• 2(pic).2(ca).2(bcl).2(cbn)/4231/timp.2perc/hp/str
  • Female Vocalist; Male Vocalist
  • 30 min

Programme Note

Text: Dan Harder

the passion of opera
the sizzle of pop
the guilty pleasure of daytime TV

14 November 2008
Eisa Davis, female vocalist; Manoel Feliciano, male vocalist
Oakland East Bay Symphony/Michael Morgan
Oakland, CA

Act I
1. Meeting
2. Waiting
3. Dating

Act II
1. Coming together/coming apart
2. If

Broadway Radio:

Composer note:
ZIPPERZ tells the story of a love affair from two different perspectives at the same time. It’s a little like holding a telephone to each ear while two friends tell you about their stormy relationship — to each other! It can be exhausting to find yourself in the middle of someone else’s soaPOPera, but it would be rude to hang up. You’re a captive audience, as it were (unless you have an aisle seat).

Material provided:
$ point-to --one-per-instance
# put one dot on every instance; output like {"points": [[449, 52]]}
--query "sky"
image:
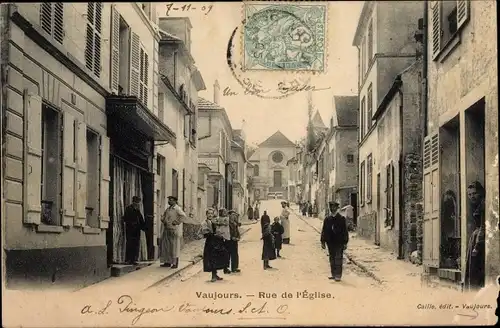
{"points": [[260, 118]]}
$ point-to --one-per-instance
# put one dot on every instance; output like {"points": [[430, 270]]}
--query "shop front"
{"points": [[133, 131]]}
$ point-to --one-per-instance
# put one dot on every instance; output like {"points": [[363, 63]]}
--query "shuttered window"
{"points": [[52, 19], [93, 38]]}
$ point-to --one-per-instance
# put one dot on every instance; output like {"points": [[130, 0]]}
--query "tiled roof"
{"points": [[346, 108], [277, 140]]}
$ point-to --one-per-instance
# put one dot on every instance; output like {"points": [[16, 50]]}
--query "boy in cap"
{"points": [[335, 235]]}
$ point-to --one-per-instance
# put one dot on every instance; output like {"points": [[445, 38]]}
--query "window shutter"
{"points": [[135, 64], [115, 49], [68, 173], [436, 28], [462, 13], [104, 183], [81, 190], [33, 110]]}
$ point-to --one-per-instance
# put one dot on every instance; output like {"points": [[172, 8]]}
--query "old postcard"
{"points": [[255, 163]]}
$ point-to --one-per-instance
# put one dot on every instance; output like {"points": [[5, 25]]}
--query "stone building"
{"points": [[386, 44], [214, 150], [461, 134], [270, 172], [179, 83], [71, 95]]}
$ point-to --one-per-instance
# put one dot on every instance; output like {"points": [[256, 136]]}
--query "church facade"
{"points": [[269, 171]]}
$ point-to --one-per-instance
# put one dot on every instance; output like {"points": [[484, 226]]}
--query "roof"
{"points": [[277, 140], [346, 108]]}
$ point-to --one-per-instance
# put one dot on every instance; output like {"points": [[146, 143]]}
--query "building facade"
{"points": [[214, 141], [270, 173], [386, 46], [462, 123], [64, 88]]}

Task requirements:
1) List the titles of the numbered sections under Act I and Act II in the program note on ZIPPERZ.
2) Pull out every line of the records that contains the string "window", matching case.
The program note and the records have no connection to each other.

Solutions to the exercise:
1)
Meeting
Waiting
Dating
Coming together/coming apart
If

2)
--query "shuttered window"
--query "window shutter"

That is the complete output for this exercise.